# Exercise set
(A) From the soil-crack abstract, set down the stretch from "The Mechanics of" through "Sheva, 84105, Israel." word for word.
(B) Render this sentence from the soil-crack abstract in Spanish: "Convective venting is the key mechanism driving the drying process."

=== Text passage ===

Wednesday, November 7, 2007 - 10:30 AM
283-5

The Mechanics of Enhanced Evaporation from Soil Cracks.

Maria Ines Dragila, Department of Crop and Soil Science, Oregon State University, 3017 Agriculture and Life Sciences, Corvallis, OR 97331 and Noam Weisbrod, Ben Gurion University of the Negev, Dep. of Environmental Hydrology and Microbiology, Zuckerberg Institute for Water Research, Blaustein Institutes for Desert Research, Be'er Sheva, 84105, Israel.

It has been known for many years that soil cracks enhance drying of the soil matrix. Previous field and laboratory experiments established the magnitude of drying in the vicinity of cracks, the amount of drying under various conditions (e.g., wind, radiative heating, crack aperture), and developed agricultural practices to ameliorate the effect of cracks on crop productivity. Recently, we posed a conceptual model for a mechanism that would drive enhanced drying from soil cracks. Typically, drying progresses as follows: Nighttime convective venting of the air within the crack replaces the moist air within the crack with drier atmospheric air; the decrease in relative humidity within the crack drives evaporation of pore-water along the crack walls; drying of crack walls increases matric suction near the walls and drives pore-water toward the crack from the soil matrix, leading to internal drying of the soil matrix; and as pore-water is driven towards the soil crack and evaporates, salts concentrate and precipitate along the crack wall. Convective venting is the key mechanism driving the drying process. Each wall forming the crack maintains thermal conditions with a vertical thermal gradient that oscillates diurnally. Convective venting occurs at night when either the vertical thermal gradient within the crack is significantly unstable (Rayleigh-Bernard instability) or when the density gradient at the atmosphere boundary permits entrainment of cooler (and usually drier) atmospheric air (Rayleigh-Taylor instability), thus generating invasive fingers of cooler atmospheric air. To be presented is evidence for the existence of this mechanism in natural settings, quantification of convective dynamics within a natural vadose-zone crack, and discussion of the implication of the mechanism to salt redistribution within the nearby porous media.

=== Study material ===

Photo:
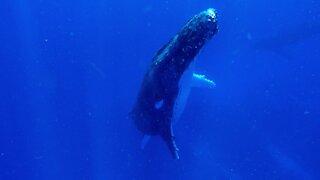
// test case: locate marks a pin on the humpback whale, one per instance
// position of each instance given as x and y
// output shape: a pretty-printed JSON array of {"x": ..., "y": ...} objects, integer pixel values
[{"x": 163, "y": 92}]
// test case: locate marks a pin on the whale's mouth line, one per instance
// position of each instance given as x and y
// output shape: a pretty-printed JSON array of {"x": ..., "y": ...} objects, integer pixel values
[{"x": 153, "y": 116}]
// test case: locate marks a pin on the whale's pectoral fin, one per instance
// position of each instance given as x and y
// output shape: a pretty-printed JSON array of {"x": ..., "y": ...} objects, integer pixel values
[
  {"x": 169, "y": 138},
  {"x": 144, "y": 141},
  {"x": 199, "y": 80}
]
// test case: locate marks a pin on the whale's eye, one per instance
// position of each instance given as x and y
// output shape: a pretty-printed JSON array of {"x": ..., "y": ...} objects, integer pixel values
[{"x": 158, "y": 104}]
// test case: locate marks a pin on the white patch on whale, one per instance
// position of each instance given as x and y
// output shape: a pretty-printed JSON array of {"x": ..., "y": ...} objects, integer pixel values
[{"x": 188, "y": 79}]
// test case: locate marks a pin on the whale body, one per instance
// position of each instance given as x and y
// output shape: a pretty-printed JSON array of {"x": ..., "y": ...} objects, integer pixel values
[{"x": 163, "y": 93}]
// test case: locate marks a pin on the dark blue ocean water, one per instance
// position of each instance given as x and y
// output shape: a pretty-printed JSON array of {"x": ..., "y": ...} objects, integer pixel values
[{"x": 70, "y": 72}]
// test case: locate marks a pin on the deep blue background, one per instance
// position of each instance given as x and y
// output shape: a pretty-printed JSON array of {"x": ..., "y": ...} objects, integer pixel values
[{"x": 70, "y": 72}]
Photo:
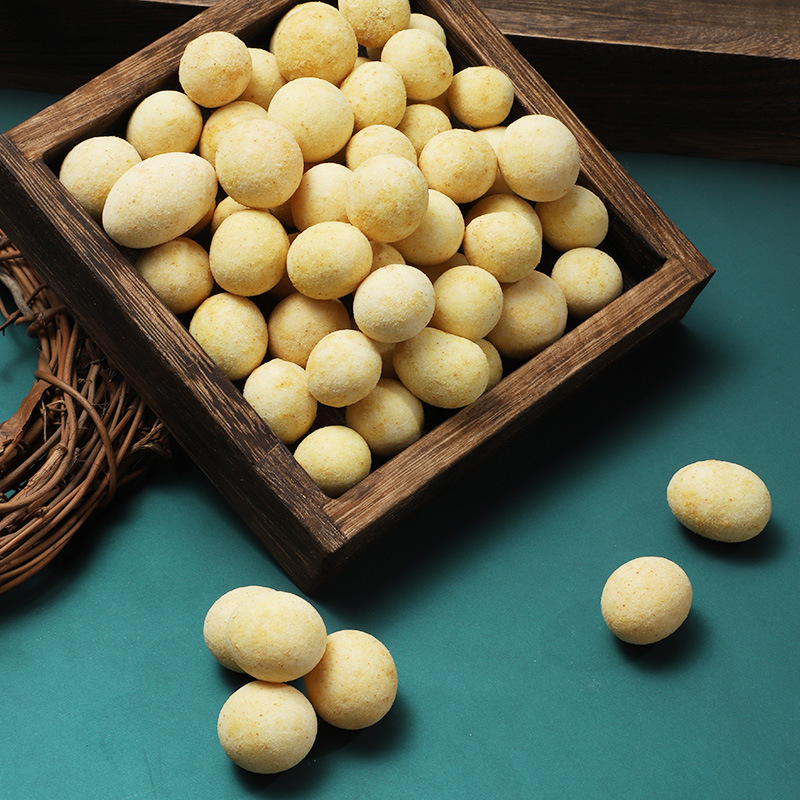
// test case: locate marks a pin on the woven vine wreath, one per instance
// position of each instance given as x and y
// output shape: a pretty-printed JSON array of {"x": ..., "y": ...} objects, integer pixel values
[{"x": 79, "y": 434}]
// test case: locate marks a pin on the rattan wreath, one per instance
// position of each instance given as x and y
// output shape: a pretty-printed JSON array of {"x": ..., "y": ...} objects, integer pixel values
[{"x": 79, "y": 434}]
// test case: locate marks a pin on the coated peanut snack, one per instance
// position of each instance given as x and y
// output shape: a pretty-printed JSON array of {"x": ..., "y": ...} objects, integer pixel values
[{"x": 347, "y": 182}]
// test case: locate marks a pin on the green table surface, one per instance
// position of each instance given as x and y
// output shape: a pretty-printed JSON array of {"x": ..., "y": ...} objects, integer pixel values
[{"x": 510, "y": 685}]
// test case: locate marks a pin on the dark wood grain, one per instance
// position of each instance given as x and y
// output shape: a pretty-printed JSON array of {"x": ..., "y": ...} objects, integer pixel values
[
  {"x": 714, "y": 78},
  {"x": 311, "y": 536}
]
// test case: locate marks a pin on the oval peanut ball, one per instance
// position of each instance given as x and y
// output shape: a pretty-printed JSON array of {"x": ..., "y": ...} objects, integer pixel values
[
  {"x": 720, "y": 500},
  {"x": 442, "y": 369}
]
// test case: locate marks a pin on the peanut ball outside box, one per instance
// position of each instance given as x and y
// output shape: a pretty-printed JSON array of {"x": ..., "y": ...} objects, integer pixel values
[
  {"x": 215, "y": 68},
  {"x": 646, "y": 599},
  {"x": 335, "y": 457},
  {"x": 267, "y": 727},
  {"x": 355, "y": 683}
]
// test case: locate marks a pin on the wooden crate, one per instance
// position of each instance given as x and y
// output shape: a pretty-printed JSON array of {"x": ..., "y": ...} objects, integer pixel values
[
  {"x": 309, "y": 534},
  {"x": 717, "y": 78}
]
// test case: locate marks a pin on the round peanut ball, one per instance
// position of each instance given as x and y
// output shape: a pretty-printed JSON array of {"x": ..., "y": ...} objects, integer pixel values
[
  {"x": 355, "y": 683},
  {"x": 215, "y": 68},
  {"x": 578, "y": 219},
  {"x": 387, "y": 198},
  {"x": 539, "y": 157},
  {"x": 469, "y": 301},
  {"x": 222, "y": 120},
  {"x": 93, "y": 166},
  {"x": 321, "y": 195},
  {"x": 278, "y": 392},
  {"x": 646, "y": 599},
  {"x": 481, "y": 96},
  {"x": 376, "y": 93},
  {"x": 378, "y": 140},
  {"x": 314, "y": 40},
  {"x": 421, "y": 122},
  {"x": 394, "y": 303},
  {"x": 247, "y": 254},
  {"x": 534, "y": 316},
  {"x": 267, "y": 728},
  {"x": 298, "y": 322},
  {"x": 422, "y": 60},
  {"x": 335, "y": 457},
  {"x": 317, "y": 114},
  {"x": 442, "y": 369},
  {"x": 376, "y": 21},
  {"x": 259, "y": 163},
  {"x": 344, "y": 367},
  {"x": 438, "y": 236},
  {"x": 460, "y": 164},
  {"x": 215, "y": 623},
  {"x": 329, "y": 260},
  {"x": 178, "y": 272},
  {"x": 233, "y": 332},
  {"x": 389, "y": 418},
  {"x": 720, "y": 500},
  {"x": 164, "y": 122},
  {"x": 504, "y": 243},
  {"x": 589, "y": 278}
]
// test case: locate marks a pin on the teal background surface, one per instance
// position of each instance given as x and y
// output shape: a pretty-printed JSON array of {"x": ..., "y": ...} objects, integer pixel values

===

# Expected outputs
(A)
The Mechanics of Enhanced Evaporation from Soil Cracks.

Maria Ines Dragila, Department of Crop and Soil Science, Oregon State University, 3017 Agriculture and Life Sciences, Corvallis, OR 97331 and Noam Weisbrod, Ben Gurion University of the Negev, Dep. of Environmental Hydrology and Microbiology, Zuckerberg Institute for Water Research, Blaustein Institutes for Desert Research, Be'er Sheva, 84105, Israel.

(B) La ventilación convectiva es el mecanismo clave que impulsa el proceso de secado.